(Location identification entries)
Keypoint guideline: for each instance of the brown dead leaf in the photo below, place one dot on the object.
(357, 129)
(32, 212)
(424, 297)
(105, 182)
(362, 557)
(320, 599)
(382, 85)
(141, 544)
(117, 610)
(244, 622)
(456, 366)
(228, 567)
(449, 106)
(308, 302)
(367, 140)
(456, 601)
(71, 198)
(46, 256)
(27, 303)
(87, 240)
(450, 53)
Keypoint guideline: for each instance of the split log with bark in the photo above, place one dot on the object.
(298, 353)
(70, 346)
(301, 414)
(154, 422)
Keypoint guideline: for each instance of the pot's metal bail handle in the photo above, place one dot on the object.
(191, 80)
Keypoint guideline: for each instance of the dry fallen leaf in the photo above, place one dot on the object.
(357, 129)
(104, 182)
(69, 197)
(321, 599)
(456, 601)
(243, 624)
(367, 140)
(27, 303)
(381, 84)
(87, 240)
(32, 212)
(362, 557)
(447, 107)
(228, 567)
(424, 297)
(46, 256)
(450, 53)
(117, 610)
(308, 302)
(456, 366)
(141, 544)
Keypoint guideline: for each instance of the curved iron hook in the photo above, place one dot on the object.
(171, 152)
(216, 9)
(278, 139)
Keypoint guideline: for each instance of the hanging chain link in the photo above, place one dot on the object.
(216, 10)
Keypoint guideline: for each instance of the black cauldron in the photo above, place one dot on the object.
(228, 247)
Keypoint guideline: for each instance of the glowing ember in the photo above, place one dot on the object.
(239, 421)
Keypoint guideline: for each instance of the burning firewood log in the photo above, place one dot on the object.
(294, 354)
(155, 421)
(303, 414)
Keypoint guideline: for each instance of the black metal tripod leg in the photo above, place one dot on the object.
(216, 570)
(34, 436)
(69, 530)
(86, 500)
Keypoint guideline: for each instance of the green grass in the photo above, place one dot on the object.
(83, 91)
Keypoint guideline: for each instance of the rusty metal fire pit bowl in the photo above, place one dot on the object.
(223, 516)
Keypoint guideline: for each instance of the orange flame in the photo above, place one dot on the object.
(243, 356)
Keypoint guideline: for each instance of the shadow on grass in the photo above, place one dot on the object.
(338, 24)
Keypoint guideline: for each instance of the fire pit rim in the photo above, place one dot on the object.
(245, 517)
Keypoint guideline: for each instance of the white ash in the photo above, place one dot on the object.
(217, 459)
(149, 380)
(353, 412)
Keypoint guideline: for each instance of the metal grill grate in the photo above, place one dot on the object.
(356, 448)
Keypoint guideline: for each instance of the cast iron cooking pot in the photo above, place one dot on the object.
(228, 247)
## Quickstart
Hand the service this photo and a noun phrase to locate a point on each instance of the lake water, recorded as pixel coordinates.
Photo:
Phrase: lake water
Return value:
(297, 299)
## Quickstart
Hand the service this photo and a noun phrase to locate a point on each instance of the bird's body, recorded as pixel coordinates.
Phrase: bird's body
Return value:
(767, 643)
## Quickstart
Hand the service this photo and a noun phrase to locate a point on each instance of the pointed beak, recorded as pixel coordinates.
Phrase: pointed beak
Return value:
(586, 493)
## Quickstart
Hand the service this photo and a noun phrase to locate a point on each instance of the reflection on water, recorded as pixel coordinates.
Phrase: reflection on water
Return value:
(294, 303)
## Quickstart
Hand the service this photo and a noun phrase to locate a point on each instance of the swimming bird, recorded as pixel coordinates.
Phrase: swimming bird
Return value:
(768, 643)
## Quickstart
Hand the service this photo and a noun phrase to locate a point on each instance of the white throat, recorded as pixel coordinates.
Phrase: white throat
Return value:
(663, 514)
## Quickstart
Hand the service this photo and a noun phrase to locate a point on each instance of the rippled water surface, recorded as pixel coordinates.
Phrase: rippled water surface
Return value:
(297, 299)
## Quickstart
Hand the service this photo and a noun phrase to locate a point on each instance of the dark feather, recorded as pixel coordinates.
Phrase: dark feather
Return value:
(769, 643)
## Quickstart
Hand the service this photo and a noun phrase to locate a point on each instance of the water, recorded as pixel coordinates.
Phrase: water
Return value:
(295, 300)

*WORK TO DO:*
Output each record exactly, leaving nothing out.

*ANSWER TO THE TASK:*
Keypoint guideline: for each instance of the brown dead leaf in the photo below, place one dot on the object.
(357, 129)
(32, 212)
(424, 297)
(105, 182)
(362, 557)
(320, 599)
(382, 85)
(141, 544)
(117, 610)
(244, 622)
(456, 366)
(228, 567)
(449, 106)
(308, 302)
(367, 140)
(456, 601)
(71, 198)
(46, 256)
(27, 303)
(87, 240)
(450, 53)
Keypoint guideline: for each instance of the split log with bark in the photo above, place one dot on the object.
(298, 353)
(70, 346)
(301, 414)
(154, 422)
Keypoint guideline: for each instance of the pot's metal bail handle in the photo above, place one dot on the object.
(191, 80)
Keypoint guideline: for each instance of the dry fallen leaf in the photo above, place one dot on the object.
(357, 129)
(104, 182)
(69, 197)
(321, 599)
(456, 601)
(243, 624)
(367, 140)
(27, 303)
(381, 84)
(87, 240)
(32, 212)
(362, 557)
(447, 107)
(228, 567)
(424, 297)
(46, 256)
(450, 53)
(117, 610)
(308, 302)
(456, 366)
(141, 544)
Keypoint guideline: for each instance of the curved iron hook in the photo above, place one dot on the object.
(171, 152)
(216, 9)
(278, 139)
Keypoint guideline: for each instance of the hanging chain link in the photo above, place one dot on the object.
(216, 10)
Keypoint guideline: for each instance of the black cauldron in the photo above, place one dot on the object.
(228, 247)
Keypoint guideline: for each instance of the glowing ember in the photo above, place one dot on the object.
(239, 421)
Keypoint guideline: for each instance of the burning firewood log in the photo above, place one dot on the object.
(294, 354)
(155, 421)
(303, 414)
Keypoint guideline: for each instance of the black metal tripod leg in the photo above, place one dot on the object.
(216, 570)
(34, 436)
(69, 530)
(86, 500)
Keypoint guideline: for each instance of the green grass in the photo above, place one dot on the object.
(83, 91)
Keypoint guideline: for each instance of the rusty metal fire pit bowl in the photo above, place one dot on the object.
(223, 516)
Keypoint guideline: for each instance of the orange flame in the photo above, place one dot on the object.
(243, 356)
Keypoint guideline: for each instance of the shadow on grass in the photo above, place one dot on the object.
(338, 24)
Keypoint guideline: for each instance of the fire pit rim in the photo above, place one dot on the object.
(245, 517)
Keypoint guideline: for each instance of the white ash in the photo above, place one dot on the object.
(217, 459)
(149, 380)
(353, 412)
Keypoint guideline: for each instance of the metal grill grate in the photo above, place one dot on the object.
(356, 448)
Keypoint guideline: for each instance of the cast iron cooking pot in the photo above, place one dot on the object.
(228, 247)
## Quickstart
Hand the service this photo and a noun phrase to locate a point on each instance of the lake water, recorded as pixel coordinates.
Photo:
Phrase: lake water
Return value:
(297, 299)
## Quickstart
Hand the service this photo and a noun phrase to locate a point on each instance of the bird's body, recorded as pixel coordinates.
Phrase: bird's body
Return value:
(767, 643)
## Quickstart
Hand the service this photo and a noun phrase to locate a point on each instance of the pointed beak, recorded as pixel coordinates.
Phrase: pointed beak
Return value:
(586, 493)
## Quickstart
Hand the service this photo and a noun phrase to locate a point on each instance of the reflection on water, recorded as pixel coordinates.
Phrase: reflection on water
Return value:
(294, 303)
## Quickstart
Hand the service this photo and a noun phrase to locate a point on each instance of the swimming bird, recorded as pixel coordinates.
Phrase: swimming bird
Return value:
(768, 643)
## Quickstart
Hand the service this photo and a noun phrase to locate a point on each instance of the white throat, recorded as pixel coordinates.
Phrase: white throat
Return value:
(663, 514)
## Quickstart
Hand the service this photo and a noun phrase to locate a point on each instance of the rippled water surface, recorded as pixel coordinates.
Phrase: rippled water surface
Return value:
(297, 299)
## Quickstart
Hand the service this photo and a noun phrase to locate a point on each instance of the dark feather, recorded as pixel coordinates.
Phrase: dark feather
Return value:
(769, 643)
## Quickstart
Hand the service this photo and a noun phrase to locate a point on each instance of the water, recorded as pixel coordinates.
Phrase: water
Return value:
(295, 300)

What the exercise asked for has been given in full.